What the task requires: Pick out every line in the records below that contains the string "sneaker", and copy each one in full. The match is case-sensitive.

Entries supplied:
+ + +

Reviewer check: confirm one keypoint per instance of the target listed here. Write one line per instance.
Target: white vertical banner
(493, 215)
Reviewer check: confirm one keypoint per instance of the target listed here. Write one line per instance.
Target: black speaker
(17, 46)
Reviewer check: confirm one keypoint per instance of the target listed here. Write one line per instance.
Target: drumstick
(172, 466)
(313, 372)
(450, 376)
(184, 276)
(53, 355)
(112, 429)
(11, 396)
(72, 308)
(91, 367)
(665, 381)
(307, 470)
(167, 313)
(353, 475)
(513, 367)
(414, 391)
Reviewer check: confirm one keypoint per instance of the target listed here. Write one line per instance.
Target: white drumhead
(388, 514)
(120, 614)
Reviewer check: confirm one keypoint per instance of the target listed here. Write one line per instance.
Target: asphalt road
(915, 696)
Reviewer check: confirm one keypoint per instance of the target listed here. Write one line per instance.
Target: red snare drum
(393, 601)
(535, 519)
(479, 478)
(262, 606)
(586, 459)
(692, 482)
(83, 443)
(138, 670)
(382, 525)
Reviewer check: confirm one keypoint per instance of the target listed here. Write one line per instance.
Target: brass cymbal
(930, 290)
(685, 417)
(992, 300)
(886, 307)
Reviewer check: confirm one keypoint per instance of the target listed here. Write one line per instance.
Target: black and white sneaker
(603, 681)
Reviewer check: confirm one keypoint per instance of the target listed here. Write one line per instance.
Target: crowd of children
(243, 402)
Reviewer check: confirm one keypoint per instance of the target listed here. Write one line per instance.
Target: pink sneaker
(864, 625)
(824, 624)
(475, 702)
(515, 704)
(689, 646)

+ + +

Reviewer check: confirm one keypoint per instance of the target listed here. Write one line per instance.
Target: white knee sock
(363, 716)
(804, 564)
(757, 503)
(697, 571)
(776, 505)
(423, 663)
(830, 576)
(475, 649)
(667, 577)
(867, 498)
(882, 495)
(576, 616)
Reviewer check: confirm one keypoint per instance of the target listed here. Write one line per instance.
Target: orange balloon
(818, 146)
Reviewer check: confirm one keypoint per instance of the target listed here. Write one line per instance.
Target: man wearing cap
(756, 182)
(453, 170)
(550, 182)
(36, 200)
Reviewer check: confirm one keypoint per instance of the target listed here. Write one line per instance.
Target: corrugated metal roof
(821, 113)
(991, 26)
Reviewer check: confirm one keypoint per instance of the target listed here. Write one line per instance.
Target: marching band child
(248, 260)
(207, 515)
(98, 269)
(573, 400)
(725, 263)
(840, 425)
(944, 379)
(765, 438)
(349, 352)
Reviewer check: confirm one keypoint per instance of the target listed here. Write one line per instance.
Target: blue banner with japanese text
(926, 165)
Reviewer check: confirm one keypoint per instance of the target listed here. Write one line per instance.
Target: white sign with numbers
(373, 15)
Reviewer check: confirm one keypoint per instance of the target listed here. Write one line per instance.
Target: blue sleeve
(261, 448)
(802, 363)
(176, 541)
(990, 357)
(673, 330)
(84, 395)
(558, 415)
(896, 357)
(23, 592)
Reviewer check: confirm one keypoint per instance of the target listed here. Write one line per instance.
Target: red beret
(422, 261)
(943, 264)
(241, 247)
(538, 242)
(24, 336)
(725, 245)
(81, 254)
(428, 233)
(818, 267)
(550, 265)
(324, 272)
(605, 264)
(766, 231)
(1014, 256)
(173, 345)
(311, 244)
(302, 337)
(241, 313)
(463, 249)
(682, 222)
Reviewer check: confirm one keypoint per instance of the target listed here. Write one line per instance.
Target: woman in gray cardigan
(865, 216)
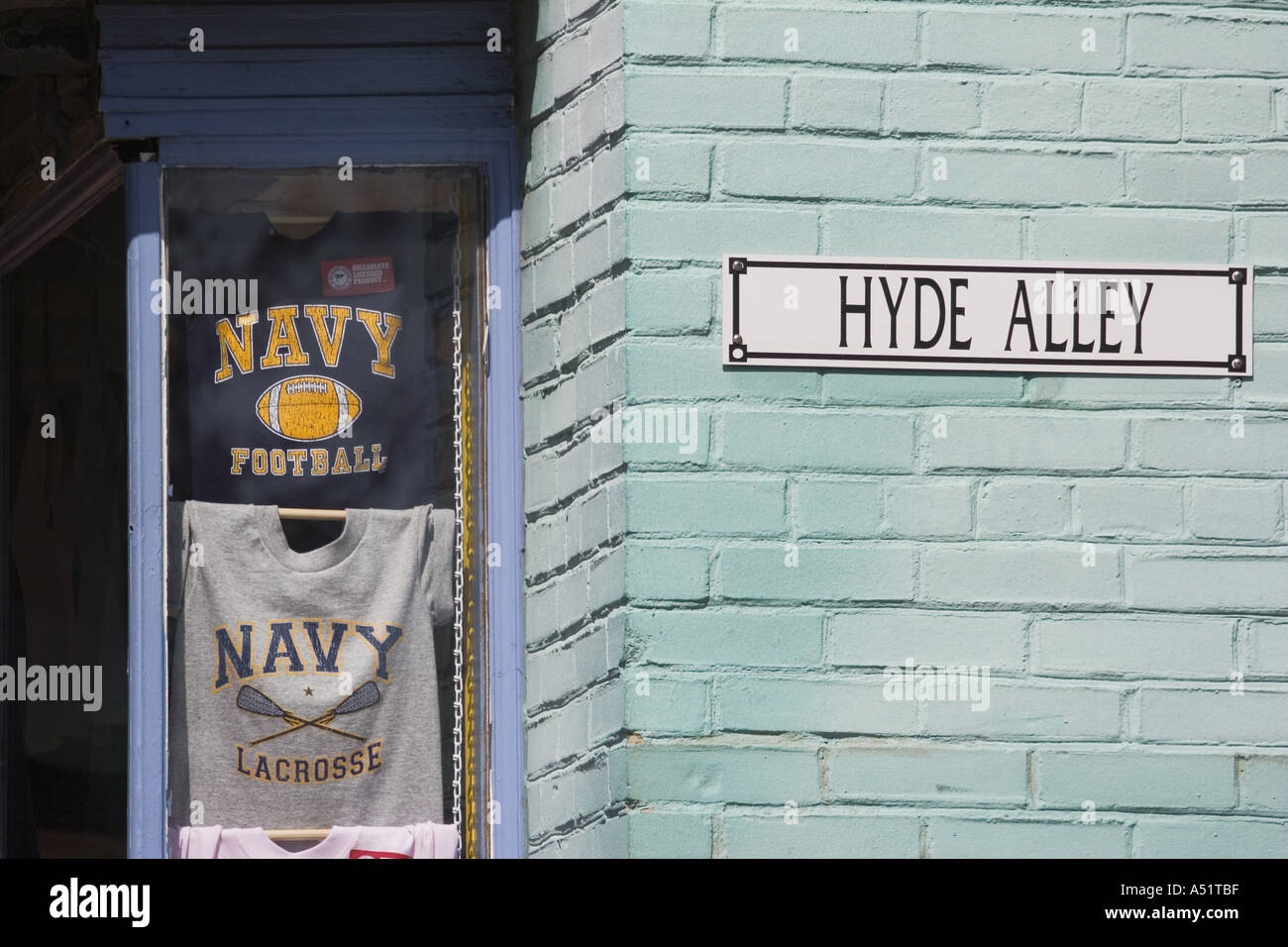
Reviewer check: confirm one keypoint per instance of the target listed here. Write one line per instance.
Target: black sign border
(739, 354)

+ + +

Exercise answer:
Target: black and white sneaker
Target: pink sneaker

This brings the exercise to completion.